# Records supplied:
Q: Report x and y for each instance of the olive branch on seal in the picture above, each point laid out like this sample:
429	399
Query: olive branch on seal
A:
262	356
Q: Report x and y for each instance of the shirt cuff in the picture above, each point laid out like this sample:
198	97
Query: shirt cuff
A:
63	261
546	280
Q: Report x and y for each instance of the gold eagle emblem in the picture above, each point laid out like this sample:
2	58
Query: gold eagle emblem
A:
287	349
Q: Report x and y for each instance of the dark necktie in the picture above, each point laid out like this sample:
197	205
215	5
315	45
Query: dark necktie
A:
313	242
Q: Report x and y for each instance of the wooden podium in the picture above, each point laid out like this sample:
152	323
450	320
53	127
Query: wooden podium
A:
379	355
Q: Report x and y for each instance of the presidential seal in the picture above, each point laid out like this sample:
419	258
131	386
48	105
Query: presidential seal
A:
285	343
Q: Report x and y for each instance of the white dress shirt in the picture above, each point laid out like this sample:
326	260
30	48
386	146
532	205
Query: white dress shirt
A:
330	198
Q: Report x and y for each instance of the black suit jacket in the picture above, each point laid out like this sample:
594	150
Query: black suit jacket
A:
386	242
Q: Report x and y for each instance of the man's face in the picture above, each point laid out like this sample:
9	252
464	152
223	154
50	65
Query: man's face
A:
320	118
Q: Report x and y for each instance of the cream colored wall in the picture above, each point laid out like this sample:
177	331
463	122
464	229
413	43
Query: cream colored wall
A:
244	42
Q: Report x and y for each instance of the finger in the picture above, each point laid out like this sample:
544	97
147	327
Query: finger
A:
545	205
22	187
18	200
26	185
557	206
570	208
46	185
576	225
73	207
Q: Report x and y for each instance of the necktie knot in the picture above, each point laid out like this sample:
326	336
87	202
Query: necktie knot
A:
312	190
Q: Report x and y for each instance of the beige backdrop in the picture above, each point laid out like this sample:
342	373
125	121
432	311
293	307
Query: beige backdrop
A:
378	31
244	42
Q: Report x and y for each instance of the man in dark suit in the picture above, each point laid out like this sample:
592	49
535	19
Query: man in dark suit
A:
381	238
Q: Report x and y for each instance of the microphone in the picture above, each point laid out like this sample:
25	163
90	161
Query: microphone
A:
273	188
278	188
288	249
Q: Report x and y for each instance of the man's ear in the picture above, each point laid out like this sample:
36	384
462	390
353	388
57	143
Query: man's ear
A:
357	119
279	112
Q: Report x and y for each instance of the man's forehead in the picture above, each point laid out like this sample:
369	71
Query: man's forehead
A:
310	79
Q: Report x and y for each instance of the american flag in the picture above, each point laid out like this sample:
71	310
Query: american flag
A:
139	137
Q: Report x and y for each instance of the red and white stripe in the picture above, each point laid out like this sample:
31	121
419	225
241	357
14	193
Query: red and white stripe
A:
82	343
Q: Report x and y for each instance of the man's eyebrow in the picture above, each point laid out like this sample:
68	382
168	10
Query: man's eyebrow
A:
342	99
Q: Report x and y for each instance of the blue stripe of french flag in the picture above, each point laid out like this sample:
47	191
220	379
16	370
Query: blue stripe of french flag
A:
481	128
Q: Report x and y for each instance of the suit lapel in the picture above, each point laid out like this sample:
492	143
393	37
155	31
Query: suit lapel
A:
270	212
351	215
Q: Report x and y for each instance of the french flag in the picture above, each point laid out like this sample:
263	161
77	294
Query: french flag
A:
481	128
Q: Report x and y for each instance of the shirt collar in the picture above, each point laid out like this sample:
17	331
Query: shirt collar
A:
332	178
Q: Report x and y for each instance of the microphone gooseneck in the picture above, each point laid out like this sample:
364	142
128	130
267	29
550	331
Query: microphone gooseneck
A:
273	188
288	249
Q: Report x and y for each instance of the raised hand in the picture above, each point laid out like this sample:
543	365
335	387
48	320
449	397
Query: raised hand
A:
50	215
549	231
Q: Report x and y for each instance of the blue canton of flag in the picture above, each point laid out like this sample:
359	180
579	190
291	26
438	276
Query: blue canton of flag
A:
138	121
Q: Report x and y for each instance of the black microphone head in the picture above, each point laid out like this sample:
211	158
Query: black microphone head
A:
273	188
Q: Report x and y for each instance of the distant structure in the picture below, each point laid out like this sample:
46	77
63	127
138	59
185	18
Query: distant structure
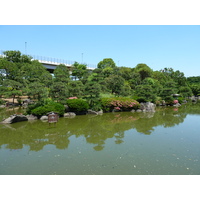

# Exercise instructions:
Rewrite the entire listing above, replacing every occurrence of "Report x and y" with "Give the x and y coordinates" and leaving everything else unchanged. Leave the pictures out of your answer.

# Finished task:
Q: Give the x and y coordinates for each instance of the olive branch on seal in the picture above, each point laid out like this sample:
429	399
Query: olive branch on seal
A:
262	356
Q: Give the x and y coordinates for each instance of the shirt cuff in the picture above, each point laid out like this sample:
198	97
Query: shirt cuff
A:
63	261
546	280
Q: Give the x and y coordinates for each instance of the gold eagle emblem in the picture above, each point laid out like this sample:
2	58
Query: gold eagle emblem
A:
287	349
Q: Give the x and y coordinates for each instance of the dark necktie in the picture above, each point laid out like this sample:
197	205
215	5
315	45
Query: dark necktie
A:
313	242
Q: Give the x and y coordinates for each instance of the wooden podium in the picture above, each point laid out like this sample:
152	323
450	320
53	127
Query: wooden podium
A:
379	355
Q: Give the x and y coordinates for each instance of the presidential seal in the picture above, each point laid out like this sample:
419	258
131	386
48	105
Query: presidential seal
A:
285	343
Q: Give the x and y coordinates for each instance of the white dress shirt in the picture above, each point laid out like this sample:
326	260
30	48
386	146
532	205
Query: white dress shirt
A:
330	198
Q: Give the x and y coordinates for each instance of the black suit jacket in the picture above, each point laid out like this sample:
594	150
Query: black suit jacket
A:
386	242
Q: Give the x and y coordinates for each instance of the man's face in the picture above, each point laid out like this sample:
9	252
464	152
223	154
50	65
Query: man's face
A:
320	118
Q: Give the x and y coordinates for each instance of the cream colored wall in the picture above, each point laid out like this sample:
177	331
463	122
464	229
413	43
Query: cream colored wall
A:
244	42
Q: Give the x and y coordinates for each instance of the finger in the picture above, each point laid out like this sample:
544	97
147	327
Query: finger
A:
545	205
22	187
18	200
26	185
557	206
570	208
46	185
576	225
73	207
Q: Give the x and y coordinates for each instance of the necktie knot in the picture above, each point laid out like this sample:
326	336
87	202
Query: necktie knot
A:
312	190
Q: Give the x and y coordinates for each instance of the beige backdrop in the picture above, each point laid out like this sample:
342	373
125	121
432	311
293	307
Query: beige backdrop
A:
378	31
244	42
Q: Give the x and y coordinates for each instance of the man in dark suit in the picture above, each point laid out like this sample:
592	49
535	19
Query: man in dark suit
A:
381	238
Q: Give the x and y coordinates for each instance of the microphone in the picture above, each point laid out like this sample:
25	163
90	161
Query: microphone
A:
273	188
278	188
288	249
Q: Give the x and y coordinates for each instance of the man's ear in the picture above, each point laid out like this sample:
36	384
462	390
353	388
57	143
Query: man's ear
A:
357	119
279	112
Q: Give the x and y coordinates for each instance of the man's forehead in the picture above, each point laid out like this sample:
369	71
Query: man's forehead
A:
310	79
Q: Give the x and y coordinates for each instance of the american flag in the picture above, each point laid out like this sample:
71	310
Query: american flag
A:
139	137
Q: Give the x and y coordinates for each instance of the red and white stripe in the picture above, each point laid out like this sample:
31	121
419	225
241	357
14	193
Query: red and white stripe
A:
82	343
Q: Give the x and y coordinates for each instance of the man's eyebrow in the picture above, each point laid out like this sample:
68	382
168	10
Query: man's eyebrow
A:
342	99
Q: Give the x and y coordinates for each instance of the blue stripe of french flag in the picture above, each point laid out like this sample:
47	191
220	379
16	370
Query: blue stripe of french flag
A:
481	128
Q: Give the x and y coordinates for each instance of the suit lapel in the picture above, each point laid out like this sample:
492	143
393	37
155	31
Query: suit lapel
A:
270	212
351	215
Q: Give the x and y coordinates for each instance of the french flag in the picture above, each point laid out like this sample:
263	161
77	294
Query: french flag
A:
481	128
Q: Give the x and y coordinates for each instance of the shirt collar in the picture above, each point laid out like this sample:
17	331
Query: shirt collar
A:
332	178
Q: Give the x and y coordinates for each instance of the microphone gooseneck in the picture above, each point laid out like this sample:
364	142
128	130
267	29
550	331
Query: microphone gooseneck
A:
273	188
288	249
Q: Give the x and y coordinates for each instance of the raised hand in the picture above, each point laid out like this sample:
543	365
335	387
48	320
449	397
Query: raised hand
A:
50	215
549	231
Q: Give the x and y coordinates for each instance of the blue canton of flag in the picture above, each point laid out like this sample:
359	180
579	190
291	26
438	276
Query: blue canton of flag
A:
138	121
Q: Give the x and y coordinates for each instance of the black microphone head in the picture above, each point laid out like this sample:
211	158
Query: black microphone head
A:
273	188
Q: Give the x and y coordinates for each instance of the distant structure in the picture below, each point laid out like this sample:
46	77
63	127
138	59
185	18
Query: distant structure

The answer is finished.